Given instruction:
Count the lines in the records below that contain the string "white" with the same capitalization, and reply with that number only.
Begin
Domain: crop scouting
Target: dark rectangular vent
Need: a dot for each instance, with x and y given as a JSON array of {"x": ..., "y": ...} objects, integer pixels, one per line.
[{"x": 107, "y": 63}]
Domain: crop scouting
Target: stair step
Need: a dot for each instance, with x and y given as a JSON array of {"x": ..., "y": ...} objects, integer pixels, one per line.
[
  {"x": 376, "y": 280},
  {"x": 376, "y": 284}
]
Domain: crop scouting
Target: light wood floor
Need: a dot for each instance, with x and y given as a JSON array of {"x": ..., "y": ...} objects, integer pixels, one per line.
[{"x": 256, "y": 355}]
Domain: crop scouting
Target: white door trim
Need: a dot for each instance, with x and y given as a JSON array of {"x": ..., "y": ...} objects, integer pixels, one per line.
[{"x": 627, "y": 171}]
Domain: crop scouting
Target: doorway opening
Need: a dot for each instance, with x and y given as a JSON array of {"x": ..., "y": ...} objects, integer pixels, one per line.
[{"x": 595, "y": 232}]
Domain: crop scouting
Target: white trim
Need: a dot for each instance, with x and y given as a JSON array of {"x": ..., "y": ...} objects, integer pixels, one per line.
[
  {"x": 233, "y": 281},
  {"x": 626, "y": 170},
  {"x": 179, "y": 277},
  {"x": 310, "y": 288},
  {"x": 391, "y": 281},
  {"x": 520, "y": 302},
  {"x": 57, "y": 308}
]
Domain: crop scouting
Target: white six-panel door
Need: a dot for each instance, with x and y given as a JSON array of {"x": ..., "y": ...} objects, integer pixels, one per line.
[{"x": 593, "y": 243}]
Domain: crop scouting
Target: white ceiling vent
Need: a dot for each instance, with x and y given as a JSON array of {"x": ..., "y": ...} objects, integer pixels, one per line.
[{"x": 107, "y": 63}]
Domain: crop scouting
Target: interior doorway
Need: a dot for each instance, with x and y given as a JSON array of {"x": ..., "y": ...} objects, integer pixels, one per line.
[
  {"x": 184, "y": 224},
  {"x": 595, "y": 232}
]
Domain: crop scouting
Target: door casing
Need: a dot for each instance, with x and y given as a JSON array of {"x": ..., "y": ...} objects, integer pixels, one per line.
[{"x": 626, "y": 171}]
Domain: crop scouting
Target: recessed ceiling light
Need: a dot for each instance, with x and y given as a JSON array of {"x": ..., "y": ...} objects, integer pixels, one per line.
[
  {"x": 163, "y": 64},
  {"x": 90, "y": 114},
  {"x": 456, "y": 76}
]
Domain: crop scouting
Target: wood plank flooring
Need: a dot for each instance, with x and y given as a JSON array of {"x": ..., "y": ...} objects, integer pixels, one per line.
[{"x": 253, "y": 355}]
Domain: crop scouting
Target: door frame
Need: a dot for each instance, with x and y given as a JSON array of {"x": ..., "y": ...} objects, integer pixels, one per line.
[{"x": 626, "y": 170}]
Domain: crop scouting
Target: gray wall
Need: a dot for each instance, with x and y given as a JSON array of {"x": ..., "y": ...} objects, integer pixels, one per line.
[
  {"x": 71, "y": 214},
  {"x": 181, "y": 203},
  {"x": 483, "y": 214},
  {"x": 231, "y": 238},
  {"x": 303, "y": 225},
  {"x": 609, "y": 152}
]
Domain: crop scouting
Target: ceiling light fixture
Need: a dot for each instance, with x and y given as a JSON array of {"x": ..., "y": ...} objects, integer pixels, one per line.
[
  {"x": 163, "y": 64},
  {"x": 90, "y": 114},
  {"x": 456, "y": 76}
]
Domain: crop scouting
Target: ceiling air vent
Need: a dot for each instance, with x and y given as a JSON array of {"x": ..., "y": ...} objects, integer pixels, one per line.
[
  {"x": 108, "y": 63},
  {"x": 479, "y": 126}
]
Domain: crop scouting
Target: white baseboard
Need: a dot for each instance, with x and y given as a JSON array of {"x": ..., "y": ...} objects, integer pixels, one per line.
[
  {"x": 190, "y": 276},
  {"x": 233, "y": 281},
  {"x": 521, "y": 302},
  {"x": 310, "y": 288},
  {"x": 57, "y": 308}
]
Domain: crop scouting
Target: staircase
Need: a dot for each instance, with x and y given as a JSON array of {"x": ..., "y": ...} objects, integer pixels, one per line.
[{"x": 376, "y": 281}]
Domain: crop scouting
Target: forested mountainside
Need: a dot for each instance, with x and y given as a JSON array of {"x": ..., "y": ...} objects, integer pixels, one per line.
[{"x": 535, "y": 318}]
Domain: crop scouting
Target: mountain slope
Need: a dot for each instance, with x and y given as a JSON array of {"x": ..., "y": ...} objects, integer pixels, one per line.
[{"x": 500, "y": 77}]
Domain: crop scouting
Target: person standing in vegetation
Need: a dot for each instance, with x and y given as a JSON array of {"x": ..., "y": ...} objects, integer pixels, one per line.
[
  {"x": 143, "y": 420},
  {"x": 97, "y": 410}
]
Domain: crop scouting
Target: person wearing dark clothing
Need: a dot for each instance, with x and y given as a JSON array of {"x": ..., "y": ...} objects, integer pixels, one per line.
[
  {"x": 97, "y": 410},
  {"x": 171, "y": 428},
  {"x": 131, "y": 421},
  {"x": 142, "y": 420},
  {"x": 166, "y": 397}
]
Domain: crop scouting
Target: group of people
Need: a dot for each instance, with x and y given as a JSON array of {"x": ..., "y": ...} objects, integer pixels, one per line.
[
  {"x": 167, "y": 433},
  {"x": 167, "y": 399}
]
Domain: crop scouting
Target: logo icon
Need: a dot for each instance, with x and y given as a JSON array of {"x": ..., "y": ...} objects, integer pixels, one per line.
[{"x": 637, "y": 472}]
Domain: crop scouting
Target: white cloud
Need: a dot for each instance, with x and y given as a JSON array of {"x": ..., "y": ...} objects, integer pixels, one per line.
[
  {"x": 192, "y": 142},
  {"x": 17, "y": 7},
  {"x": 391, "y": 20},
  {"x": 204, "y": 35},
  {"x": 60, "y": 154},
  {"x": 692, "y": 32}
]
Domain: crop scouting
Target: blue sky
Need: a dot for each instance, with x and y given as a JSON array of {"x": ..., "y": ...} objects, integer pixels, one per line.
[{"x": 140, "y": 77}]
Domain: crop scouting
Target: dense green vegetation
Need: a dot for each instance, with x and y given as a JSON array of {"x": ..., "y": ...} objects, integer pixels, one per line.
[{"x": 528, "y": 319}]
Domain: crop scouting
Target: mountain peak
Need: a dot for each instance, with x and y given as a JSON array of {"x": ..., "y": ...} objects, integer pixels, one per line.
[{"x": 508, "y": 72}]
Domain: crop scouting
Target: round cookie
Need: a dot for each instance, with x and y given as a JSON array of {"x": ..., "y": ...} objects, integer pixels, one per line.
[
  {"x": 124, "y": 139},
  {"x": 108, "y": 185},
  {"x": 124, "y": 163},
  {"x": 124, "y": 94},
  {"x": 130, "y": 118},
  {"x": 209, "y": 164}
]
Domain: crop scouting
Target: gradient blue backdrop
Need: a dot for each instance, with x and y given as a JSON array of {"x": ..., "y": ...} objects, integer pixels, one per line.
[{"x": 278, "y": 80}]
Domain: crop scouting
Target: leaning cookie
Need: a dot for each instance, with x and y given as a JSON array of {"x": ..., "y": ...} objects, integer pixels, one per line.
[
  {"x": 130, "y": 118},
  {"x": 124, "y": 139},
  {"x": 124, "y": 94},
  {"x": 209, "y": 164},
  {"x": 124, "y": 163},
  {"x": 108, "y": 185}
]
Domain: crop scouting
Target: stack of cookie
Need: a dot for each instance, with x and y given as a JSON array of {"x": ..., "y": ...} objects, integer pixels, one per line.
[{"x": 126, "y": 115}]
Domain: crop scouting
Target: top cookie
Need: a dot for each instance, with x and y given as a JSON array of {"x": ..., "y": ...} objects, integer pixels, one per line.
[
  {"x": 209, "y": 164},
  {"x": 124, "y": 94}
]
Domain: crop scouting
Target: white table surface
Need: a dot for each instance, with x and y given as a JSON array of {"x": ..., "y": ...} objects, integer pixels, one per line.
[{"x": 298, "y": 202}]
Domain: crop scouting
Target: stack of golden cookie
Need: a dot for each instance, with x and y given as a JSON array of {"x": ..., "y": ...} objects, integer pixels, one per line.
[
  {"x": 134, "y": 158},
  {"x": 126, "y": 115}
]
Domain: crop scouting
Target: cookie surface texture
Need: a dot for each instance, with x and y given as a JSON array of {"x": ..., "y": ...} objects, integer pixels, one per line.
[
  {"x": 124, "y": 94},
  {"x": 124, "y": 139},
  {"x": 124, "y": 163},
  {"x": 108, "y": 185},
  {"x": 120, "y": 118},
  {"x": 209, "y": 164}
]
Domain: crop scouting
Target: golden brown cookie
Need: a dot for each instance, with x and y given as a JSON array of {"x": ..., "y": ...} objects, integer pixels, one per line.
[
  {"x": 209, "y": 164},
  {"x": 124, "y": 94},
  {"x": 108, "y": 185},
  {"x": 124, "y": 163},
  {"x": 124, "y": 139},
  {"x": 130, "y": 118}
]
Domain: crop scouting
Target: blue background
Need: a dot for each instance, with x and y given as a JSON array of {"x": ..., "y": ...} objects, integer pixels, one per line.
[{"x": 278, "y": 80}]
End
Result of the task:
7